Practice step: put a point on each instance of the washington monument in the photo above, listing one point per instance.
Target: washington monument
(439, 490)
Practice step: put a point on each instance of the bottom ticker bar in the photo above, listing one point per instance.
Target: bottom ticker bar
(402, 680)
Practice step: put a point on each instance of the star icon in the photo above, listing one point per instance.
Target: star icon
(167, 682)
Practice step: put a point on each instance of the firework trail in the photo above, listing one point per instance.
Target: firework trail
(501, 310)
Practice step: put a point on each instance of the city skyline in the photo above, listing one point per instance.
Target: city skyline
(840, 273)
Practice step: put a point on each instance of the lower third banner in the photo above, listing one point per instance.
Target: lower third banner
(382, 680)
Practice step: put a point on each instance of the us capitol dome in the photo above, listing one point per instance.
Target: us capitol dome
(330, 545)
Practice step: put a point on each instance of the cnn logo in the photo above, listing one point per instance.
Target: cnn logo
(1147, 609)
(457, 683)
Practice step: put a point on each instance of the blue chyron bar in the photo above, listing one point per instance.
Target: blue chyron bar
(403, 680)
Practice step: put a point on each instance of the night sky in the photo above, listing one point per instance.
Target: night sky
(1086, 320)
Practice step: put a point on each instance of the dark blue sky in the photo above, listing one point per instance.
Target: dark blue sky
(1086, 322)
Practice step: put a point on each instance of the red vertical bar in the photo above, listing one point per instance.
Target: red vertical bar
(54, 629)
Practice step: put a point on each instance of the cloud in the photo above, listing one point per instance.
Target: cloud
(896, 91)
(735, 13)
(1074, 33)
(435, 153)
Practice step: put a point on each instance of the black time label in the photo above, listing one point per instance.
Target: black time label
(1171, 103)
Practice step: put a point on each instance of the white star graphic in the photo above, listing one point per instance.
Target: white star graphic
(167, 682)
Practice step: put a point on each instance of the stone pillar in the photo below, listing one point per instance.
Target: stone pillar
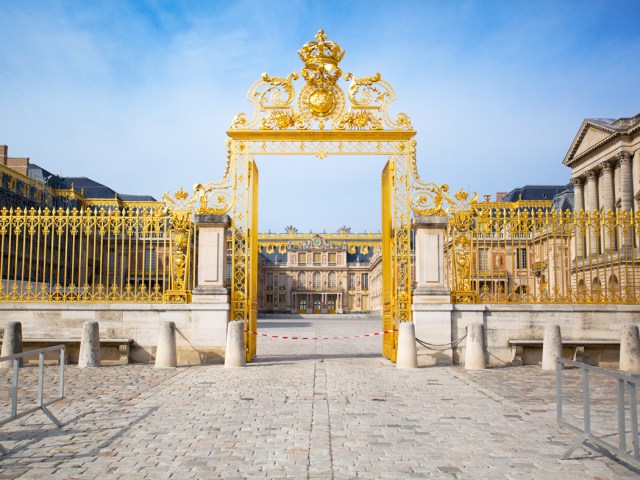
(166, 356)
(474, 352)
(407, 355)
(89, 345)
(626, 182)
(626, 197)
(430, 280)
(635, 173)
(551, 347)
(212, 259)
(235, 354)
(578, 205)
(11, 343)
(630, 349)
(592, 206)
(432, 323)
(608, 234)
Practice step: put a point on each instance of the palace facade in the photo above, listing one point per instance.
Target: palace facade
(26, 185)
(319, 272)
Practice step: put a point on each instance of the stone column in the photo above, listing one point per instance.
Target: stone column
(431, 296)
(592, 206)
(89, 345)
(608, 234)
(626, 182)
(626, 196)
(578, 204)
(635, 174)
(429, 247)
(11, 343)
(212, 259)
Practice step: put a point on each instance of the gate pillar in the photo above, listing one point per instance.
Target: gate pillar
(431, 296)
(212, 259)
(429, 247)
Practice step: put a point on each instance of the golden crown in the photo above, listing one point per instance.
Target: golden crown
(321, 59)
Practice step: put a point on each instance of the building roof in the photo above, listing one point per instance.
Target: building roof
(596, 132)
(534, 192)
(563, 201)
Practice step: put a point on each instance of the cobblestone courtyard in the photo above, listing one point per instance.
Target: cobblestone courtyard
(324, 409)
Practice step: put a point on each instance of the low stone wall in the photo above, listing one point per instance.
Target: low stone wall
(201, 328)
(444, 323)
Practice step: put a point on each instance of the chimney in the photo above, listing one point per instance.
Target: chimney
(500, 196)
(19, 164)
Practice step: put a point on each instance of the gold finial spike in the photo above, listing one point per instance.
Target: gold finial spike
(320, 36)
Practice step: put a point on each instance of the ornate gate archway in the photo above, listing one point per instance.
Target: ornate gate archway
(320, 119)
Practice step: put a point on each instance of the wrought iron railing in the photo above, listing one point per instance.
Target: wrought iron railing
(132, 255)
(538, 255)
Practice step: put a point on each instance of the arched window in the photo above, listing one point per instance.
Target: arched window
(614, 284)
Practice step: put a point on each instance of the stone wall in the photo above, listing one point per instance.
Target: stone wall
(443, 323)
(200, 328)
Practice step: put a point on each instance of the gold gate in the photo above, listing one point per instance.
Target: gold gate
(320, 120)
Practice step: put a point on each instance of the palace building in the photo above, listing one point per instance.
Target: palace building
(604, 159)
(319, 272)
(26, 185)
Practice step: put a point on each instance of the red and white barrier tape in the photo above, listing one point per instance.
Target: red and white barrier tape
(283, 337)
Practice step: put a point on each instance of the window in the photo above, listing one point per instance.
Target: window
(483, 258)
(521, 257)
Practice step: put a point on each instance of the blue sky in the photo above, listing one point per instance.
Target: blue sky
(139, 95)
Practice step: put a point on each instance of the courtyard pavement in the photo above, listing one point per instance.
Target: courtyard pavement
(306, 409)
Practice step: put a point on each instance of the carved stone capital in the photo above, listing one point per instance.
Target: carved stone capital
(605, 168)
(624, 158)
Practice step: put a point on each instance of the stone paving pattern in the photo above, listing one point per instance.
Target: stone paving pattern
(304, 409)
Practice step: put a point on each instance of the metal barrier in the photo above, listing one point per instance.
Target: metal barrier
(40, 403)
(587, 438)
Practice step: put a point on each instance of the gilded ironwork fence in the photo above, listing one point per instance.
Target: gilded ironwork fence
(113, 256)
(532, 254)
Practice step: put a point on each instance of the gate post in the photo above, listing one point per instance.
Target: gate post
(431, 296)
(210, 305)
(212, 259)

+-------+

▶ [Task description]:
Above are the records; copy exactly the lines from the line with "Target: gold finial spike" through the line with "the stone wall", both included.

▶ [Output below]:
Target: gold finial spike
(320, 36)
Practice step: put a point on each instance of the ornate gate archway in the photo above, listing one point per instance.
Target: ornate gate archway
(320, 119)
Practice step: put a point on each instance of the wrought iron railing in the photo above, listing one point per instance.
Target: wrought iron railing
(132, 255)
(538, 255)
Practice step: put a point on each instance of the arched window in the photo above, listing one point per instance.
Target: arched window
(614, 284)
Practice step: put a point on each instance of the stone wall in the photo above, listing one point per instance.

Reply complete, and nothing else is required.